— Start Raw data —

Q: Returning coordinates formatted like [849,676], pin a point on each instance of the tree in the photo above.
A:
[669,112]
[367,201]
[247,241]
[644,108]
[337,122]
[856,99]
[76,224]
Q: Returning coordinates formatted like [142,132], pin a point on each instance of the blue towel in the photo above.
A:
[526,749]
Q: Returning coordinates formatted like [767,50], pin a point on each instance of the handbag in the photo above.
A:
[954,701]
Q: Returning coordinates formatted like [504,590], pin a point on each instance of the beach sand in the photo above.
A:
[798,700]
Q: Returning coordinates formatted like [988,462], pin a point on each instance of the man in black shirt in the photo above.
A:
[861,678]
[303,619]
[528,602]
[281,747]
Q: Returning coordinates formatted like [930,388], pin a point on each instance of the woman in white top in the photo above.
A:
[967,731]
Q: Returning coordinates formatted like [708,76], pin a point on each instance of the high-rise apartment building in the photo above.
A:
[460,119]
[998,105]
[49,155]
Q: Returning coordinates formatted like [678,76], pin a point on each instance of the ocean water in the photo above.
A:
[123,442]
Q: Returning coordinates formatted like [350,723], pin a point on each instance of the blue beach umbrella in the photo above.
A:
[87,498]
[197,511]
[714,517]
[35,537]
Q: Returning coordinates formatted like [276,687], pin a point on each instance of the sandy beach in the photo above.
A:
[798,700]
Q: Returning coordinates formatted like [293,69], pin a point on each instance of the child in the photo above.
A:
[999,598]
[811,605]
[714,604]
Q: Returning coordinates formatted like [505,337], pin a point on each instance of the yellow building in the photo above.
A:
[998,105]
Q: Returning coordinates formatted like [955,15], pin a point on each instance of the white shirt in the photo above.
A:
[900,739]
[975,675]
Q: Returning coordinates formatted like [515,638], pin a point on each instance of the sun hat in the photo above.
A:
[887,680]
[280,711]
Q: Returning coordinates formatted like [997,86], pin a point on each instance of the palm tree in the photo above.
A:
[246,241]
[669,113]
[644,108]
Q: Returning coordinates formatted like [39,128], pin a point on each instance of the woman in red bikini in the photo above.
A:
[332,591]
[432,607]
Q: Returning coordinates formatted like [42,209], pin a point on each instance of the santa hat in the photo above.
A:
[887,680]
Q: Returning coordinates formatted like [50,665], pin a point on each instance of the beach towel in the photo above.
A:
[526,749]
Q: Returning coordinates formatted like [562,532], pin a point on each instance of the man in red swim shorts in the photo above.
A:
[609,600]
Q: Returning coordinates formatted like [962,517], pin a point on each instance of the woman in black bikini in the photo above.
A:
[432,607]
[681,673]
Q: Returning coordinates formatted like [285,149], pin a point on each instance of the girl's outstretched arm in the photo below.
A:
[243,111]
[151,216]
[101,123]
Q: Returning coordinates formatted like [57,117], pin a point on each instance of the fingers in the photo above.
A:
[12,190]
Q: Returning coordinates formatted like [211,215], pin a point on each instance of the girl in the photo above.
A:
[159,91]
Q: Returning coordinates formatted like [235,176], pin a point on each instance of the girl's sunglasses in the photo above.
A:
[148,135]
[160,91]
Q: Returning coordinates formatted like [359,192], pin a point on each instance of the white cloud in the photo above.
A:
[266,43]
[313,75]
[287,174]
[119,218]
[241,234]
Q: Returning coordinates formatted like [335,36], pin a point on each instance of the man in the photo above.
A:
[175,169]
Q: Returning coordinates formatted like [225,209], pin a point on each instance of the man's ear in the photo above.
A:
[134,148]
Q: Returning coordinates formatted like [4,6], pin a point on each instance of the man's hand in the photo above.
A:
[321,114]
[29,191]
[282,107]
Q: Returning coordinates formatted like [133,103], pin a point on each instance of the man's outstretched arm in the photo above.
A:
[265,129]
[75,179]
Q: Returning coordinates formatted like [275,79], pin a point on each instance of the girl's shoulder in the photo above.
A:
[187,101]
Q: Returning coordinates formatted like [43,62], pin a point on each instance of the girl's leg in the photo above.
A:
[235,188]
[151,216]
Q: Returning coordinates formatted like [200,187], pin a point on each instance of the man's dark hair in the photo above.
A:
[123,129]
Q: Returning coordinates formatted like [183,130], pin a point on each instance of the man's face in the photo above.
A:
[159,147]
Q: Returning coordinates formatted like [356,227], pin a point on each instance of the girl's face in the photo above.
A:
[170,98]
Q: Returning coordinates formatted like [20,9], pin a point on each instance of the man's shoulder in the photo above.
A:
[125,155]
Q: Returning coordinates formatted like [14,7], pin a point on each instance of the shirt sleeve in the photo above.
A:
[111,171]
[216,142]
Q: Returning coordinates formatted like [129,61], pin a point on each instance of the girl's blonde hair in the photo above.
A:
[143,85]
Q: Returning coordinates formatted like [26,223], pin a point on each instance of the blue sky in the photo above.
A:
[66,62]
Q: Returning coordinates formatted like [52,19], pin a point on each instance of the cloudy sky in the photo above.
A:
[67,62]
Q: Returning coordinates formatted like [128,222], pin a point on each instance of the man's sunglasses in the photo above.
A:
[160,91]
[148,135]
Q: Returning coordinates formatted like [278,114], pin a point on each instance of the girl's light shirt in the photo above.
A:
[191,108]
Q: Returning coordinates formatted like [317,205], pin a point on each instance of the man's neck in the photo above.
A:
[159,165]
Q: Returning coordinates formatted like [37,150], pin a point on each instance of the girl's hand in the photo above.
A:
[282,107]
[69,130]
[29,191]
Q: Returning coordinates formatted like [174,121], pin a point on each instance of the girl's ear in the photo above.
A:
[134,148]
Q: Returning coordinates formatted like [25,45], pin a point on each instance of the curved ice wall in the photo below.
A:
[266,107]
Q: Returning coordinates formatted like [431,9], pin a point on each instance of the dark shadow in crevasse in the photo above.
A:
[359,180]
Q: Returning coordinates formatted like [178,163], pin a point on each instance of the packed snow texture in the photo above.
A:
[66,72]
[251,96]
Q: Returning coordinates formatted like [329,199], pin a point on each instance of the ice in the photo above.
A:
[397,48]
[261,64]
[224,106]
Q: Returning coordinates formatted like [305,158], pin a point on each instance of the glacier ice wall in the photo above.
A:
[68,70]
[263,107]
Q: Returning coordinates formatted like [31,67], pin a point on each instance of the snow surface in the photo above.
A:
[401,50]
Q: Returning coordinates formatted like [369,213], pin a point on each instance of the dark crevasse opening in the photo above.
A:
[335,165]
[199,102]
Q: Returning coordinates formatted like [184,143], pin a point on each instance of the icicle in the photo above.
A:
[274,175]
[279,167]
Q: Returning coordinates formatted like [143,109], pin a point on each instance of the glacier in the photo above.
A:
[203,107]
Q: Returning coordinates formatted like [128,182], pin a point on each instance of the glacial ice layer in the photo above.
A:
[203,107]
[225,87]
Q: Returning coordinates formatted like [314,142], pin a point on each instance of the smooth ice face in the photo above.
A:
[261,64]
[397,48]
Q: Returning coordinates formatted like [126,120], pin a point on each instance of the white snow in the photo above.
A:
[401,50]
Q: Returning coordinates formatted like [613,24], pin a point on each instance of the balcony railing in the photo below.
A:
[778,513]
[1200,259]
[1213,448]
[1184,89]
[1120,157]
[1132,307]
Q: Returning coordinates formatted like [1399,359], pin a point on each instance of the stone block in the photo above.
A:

— End Raw data —

### Requirements
Quote exactly the line containing "Q: Returning coordinates formatted like [314,142], pin" and every later line through the end of the listing, and no other lines.

### Solution to the exercise
Q: Returning coordinates formatted like [314,142], pin a point on each instance of the smooth ice face in the photo above.
A:
[261,64]
[397,48]
Q: Returning coordinates formatted like [126,120], pin a point on each instance of the white snow in the photo above.
A:
[401,50]
Q: Returning coordinates formatted like [613,24], pin a point on each instance of the balcony railing in the photo below.
A:
[778,513]
[1200,259]
[1213,448]
[1184,89]
[1120,157]
[1132,307]
Q: Returning coordinates formatted like [1399,359], pin a point on each instance of the stone block in the photo above.
A:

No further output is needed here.